§ SOURCE RECORDS
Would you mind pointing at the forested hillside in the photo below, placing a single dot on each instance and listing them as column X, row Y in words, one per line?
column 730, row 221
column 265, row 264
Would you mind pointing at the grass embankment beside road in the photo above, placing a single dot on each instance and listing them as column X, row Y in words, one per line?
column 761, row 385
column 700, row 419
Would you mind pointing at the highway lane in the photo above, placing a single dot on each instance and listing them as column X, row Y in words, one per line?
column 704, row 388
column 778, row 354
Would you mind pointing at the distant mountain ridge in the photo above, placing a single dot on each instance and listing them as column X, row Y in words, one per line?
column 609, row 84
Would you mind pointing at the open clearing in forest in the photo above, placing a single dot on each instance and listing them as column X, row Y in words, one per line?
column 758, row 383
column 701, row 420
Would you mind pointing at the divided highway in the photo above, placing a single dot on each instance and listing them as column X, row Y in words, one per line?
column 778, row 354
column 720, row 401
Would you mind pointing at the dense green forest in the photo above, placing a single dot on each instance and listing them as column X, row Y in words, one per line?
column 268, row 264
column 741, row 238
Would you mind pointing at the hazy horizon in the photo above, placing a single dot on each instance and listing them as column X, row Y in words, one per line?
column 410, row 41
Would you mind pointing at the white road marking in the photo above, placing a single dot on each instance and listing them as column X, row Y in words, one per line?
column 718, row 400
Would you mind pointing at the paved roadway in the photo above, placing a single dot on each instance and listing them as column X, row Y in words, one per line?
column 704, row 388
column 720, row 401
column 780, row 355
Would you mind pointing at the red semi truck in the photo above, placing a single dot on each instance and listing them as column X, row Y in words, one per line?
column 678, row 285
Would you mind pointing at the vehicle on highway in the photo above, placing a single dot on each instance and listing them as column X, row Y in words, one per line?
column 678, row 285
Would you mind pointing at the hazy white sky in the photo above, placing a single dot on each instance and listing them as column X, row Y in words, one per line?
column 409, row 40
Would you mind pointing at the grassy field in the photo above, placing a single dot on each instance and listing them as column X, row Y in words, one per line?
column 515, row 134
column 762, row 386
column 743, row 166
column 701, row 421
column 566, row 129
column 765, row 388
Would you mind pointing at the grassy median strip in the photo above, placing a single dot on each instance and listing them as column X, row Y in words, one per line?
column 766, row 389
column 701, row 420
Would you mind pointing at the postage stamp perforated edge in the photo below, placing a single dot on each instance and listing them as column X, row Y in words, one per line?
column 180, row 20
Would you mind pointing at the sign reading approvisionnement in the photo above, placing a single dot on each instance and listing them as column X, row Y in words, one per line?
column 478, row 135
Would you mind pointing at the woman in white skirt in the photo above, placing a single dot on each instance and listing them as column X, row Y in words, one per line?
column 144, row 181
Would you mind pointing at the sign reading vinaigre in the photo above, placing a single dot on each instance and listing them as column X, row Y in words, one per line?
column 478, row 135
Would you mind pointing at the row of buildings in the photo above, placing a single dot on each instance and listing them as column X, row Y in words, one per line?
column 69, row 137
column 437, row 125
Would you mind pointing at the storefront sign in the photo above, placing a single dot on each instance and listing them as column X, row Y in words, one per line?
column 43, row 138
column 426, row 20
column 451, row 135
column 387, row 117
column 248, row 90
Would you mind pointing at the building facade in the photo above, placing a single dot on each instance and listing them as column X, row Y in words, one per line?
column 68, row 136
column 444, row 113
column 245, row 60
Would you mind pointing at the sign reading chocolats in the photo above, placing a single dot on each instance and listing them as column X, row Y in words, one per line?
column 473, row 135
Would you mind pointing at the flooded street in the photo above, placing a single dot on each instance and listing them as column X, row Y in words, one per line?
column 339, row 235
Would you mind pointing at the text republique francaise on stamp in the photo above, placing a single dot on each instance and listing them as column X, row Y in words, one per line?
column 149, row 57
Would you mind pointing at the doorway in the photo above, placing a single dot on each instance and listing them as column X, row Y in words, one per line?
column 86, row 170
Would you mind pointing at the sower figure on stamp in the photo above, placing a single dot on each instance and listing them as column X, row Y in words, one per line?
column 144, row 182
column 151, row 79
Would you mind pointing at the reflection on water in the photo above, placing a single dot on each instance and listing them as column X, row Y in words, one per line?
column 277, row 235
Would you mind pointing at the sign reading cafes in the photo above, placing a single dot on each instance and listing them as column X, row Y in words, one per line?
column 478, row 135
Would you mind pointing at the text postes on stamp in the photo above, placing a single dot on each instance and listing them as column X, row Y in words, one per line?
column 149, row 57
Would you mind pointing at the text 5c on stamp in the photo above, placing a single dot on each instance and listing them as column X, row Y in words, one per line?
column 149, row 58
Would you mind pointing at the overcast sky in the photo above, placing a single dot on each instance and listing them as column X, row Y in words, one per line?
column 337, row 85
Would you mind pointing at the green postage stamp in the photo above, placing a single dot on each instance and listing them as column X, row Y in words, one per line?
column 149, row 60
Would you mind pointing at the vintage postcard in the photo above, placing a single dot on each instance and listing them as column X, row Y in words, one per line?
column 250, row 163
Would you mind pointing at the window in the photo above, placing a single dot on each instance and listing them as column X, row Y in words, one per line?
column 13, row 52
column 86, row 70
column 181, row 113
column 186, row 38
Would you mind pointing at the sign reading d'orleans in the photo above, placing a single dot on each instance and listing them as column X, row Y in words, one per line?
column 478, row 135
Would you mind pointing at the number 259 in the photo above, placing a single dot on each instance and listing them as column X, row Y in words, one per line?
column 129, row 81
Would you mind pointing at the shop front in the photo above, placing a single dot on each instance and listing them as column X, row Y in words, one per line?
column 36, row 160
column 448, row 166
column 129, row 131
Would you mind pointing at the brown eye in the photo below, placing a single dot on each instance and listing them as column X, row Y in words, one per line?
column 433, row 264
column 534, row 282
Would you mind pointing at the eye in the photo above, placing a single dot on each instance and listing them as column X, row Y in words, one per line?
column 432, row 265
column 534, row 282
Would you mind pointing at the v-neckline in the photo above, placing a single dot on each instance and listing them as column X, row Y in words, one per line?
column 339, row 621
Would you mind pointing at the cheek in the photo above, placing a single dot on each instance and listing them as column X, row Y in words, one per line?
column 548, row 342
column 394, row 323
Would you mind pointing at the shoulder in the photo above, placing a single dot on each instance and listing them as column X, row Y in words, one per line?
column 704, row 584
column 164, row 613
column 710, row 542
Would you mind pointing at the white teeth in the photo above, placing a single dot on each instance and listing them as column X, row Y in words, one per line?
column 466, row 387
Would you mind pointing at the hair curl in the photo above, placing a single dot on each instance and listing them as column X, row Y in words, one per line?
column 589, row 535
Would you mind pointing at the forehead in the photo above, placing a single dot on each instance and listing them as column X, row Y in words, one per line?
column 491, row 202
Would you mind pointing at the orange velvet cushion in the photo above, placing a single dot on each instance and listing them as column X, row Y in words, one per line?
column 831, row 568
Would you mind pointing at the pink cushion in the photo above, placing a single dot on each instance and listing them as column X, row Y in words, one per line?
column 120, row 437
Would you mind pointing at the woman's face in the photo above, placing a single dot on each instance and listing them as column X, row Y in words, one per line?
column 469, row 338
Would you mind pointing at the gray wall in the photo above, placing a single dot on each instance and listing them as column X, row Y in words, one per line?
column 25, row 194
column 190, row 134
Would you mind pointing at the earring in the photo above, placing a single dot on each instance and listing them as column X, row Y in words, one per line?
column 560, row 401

§ TO DO
Produce the records once again, exactly as they stand above.

§ RESPONSE AREA
Would you mind pointing at the forested hillside in the photo below, placing a single dot on each instance and listing them as column X, row Y in words, one per line?
column 730, row 221
column 265, row 264
Would you mind pointing at the grass embankment beside road in the photo above, placing a single dot on each instance and listing them as column X, row Y in words, one per line?
column 761, row 385
column 700, row 419
Would you mind pointing at the highway lane in the photo above, placing a single dot on each instance and listing them as column X, row Y in words, one per line?
column 704, row 388
column 778, row 354
Would you mind pointing at the distant mountain ridge in the photo above, placing a single dot on each instance and listing them as column X, row Y in words, one per line?
column 609, row 84
Would you mind pointing at the open clearing in forest in the photo above, placing a single dot on each instance and listing them as column X, row Y in words, one per line?
column 758, row 383
column 701, row 420
Would you mind pointing at the divided highway in the photo above, placing a single dot on each instance and listing them as column X, row Y in words, one per line?
column 778, row 354
column 720, row 401
Would you mind pointing at the dense green forest in the photo above, placing a single dot on each instance and listing them as column X, row Y in words, one per line?
column 268, row 264
column 741, row 238
Would you mind pointing at the hazy horizon in the photo above, placing a single dot on each instance and listing them as column X, row Y in words, one per line?
column 410, row 41
Would you mind pointing at the white road marking in the photo above, placing a single dot on each instance and listing them as column X, row Y in words, one per line?
column 718, row 400
Would you mind pointing at the paved roadway in the photo above, placing a single dot on each instance and listing them as column X, row Y in words, one per line?
column 704, row 388
column 720, row 401
column 780, row 355
Would you mind pointing at the red semi truck in the photo above, placing a single dot on each instance and listing them as column X, row Y in words, one per line?
column 678, row 285
Would you mind pointing at the vehicle on highway in the photo above, placing a single dot on each instance and listing them as column X, row Y in words, one per line?
column 678, row 285
Would you mind pointing at the hazy white sky in the photo above, placing a single dot on each instance and listing them as column X, row Y in words, one per line?
column 409, row 40
Would you mind pointing at the grassy field in the photo above, placing a single dot on each instance and listing them as column X, row Y in words, one per line?
column 515, row 134
column 762, row 386
column 743, row 166
column 701, row 421
column 566, row 129
column 765, row 388
Would you mind pointing at the grassy median strip in the photo above, placing a single dot on each instance and listing them as column X, row Y in words, one per line?
column 766, row 389
column 701, row 420
Would you mind pointing at the postage stamp perforated edge in the photo below, placing a single dot on each instance and listing them as column X, row Y in words, one per line?
column 180, row 20
Would you mind pointing at the sign reading approvisionnement in the photo above, placing a single dot on each instance and listing them as column X, row Y in words, one per line?
column 478, row 135
Would you mind pointing at the woman in white skirt in the photo above, placing a single dot on each instance and listing them as column X, row Y in words, one per line?
column 144, row 181
Would you mind pointing at the sign reading vinaigre in the photo above, placing a single dot on each instance and listing them as column X, row Y in words, one per line?
column 478, row 135
Would you mind pointing at the row of buildings in the photo above, placing a single dot on each instance and listing them as column X, row Y in words, one per line?
column 69, row 137
column 437, row 125
Would you mind pointing at the storefront sign in the photo above, placing a single dot on each instance and listing them as column X, row Y in words, one per line?
column 43, row 138
column 426, row 20
column 451, row 135
column 387, row 117
column 248, row 90
Would you mind pointing at the building facade in the photo above, placing a single dot on each instance and listing them as column X, row Y in words, one per line?
column 68, row 136
column 444, row 113
column 245, row 60
Would you mind pointing at the sign reading chocolats in the photo above, placing a single dot on each instance and listing them as column X, row Y in words, one per line?
column 473, row 135
Would you mind pointing at the flooded street in the photo above, placing a single dot on each instance and listing them as column X, row Y in words, one per line?
column 339, row 235
Would you mind pointing at the text republique francaise on stamp in the photo above, placing a single dot on each instance and listing them as column X, row Y in words, one per line?
column 149, row 57
Would you mind pointing at the doorway in the photo above, placing a single dot on each instance and listing them as column X, row Y in words, one per line?
column 86, row 170
Would you mind pointing at the sower figure on stamp in the photo above, placing a single dot on each instance and listing them as column X, row Y in words, one per line?
column 144, row 182
column 151, row 79
Would you mind pointing at the reflection on water in the photo above, placing a single dot on each instance and listing them as column X, row Y in words, one per line?
column 277, row 235
Would you mind pointing at the sign reading cafes in the photo above, placing a single dot on each instance and listing them as column X, row Y in words, one per line?
column 478, row 135
Would you mind pointing at the text postes on stamp in the photo above, placing a single dot on each instance and listing them as column X, row Y in words, one per line?
column 149, row 57
Would you mind pointing at the text 5c on stamp in the photo above, placing a single dot on each instance and listing them as column X, row Y in words, one per line?
column 149, row 58
Would you mind pointing at the overcast sky in the photo above, placing a single dot on each instance and listing them as column X, row Y in words, one per line?
column 337, row 85
Would you mind pointing at the green postage stamp in the photo above, placing a single dot on each instance and listing them as column X, row Y in words, one per line?
column 149, row 60
Would you mind pointing at the vintage postcard in the photo above, placing a single dot on each instance and listing them as column X, row Y in words, one per line?
column 250, row 163
Would you mind pointing at the window in the photo above, placing a single dot on each instance and listing them as column X, row Y in words, one per line?
column 13, row 52
column 86, row 70
column 181, row 113
column 186, row 38
Would you mind pointing at the sign reading d'orleans in the photo above, placing a single dot on each instance and listing them as column X, row Y in words, one per line?
column 478, row 135
Would you mind pointing at the number 259 in the photo above, placing a single dot on each instance and listing them as column X, row Y in words, one per line?
column 129, row 81
Would you mind pointing at the shop front in the photo above, placing a single dot on each instance and listing them as column X, row Y in words, one per line?
column 36, row 160
column 448, row 166
column 129, row 131
Would you mind pointing at the brown eye in the photo below, placing a single dot on each instance and listing them as column X, row Y in words, one per line?
column 433, row 264
column 534, row 282
Would you mind pointing at the eye in the photo above, placing a single dot on each instance and listing them as column X, row Y in words, one per line?
column 432, row 265
column 534, row 282
Would you mind pointing at the v-neckline in the photo above, placing a single dot on each instance and listing them as column X, row Y in words, one per line?
column 339, row 621
Would you mind pointing at the cheek in the photo above, placing a single dot on each instance and listing them as column X, row Y in words, one per line?
column 548, row 342
column 394, row 323
Would you mind pointing at the shoulder in the photo above, placing a single dot on each instance and listing them as column X, row Y in words, one per line?
column 704, row 584
column 164, row 613
column 710, row 542
Would you mind pointing at the white teeth in the photo above, placing a single dot on each instance and listing them as column X, row Y in words, one per line?
column 466, row 387
Would you mind pointing at the hair curl in the photo above, placing a single dot on each instance and listing them as column X, row Y in words, one per line?
column 589, row 535
Would you mind pointing at the forehead in the photo above, placing a single dot on each instance and listing them as column X, row Y in words, one per line?
column 491, row 202
Would you mind pointing at the orange velvet cushion in the photo above, placing a single dot on each instance and listing them as column X, row Y in words, one per line?
column 831, row 568
Would you mind pointing at the pink cushion in the photo above, placing a single dot on each instance and listing them as column X, row Y in words, one per line?
column 120, row 437
Would you mind pointing at the woman's face in the photo above, placing a single dot on each instance and listing them as column X, row Y in words, one per line?
column 469, row 338
Would you mind pointing at the gray wall in the photo above, placing a single dot on each instance and listing them as column X, row Y in words, one per line?
column 25, row 194
column 190, row 134
Would you mind pointing at the earring in the photo above, placing a single dot on each instance and listing them as column X, row Y in words, one per line?
column 560, row 401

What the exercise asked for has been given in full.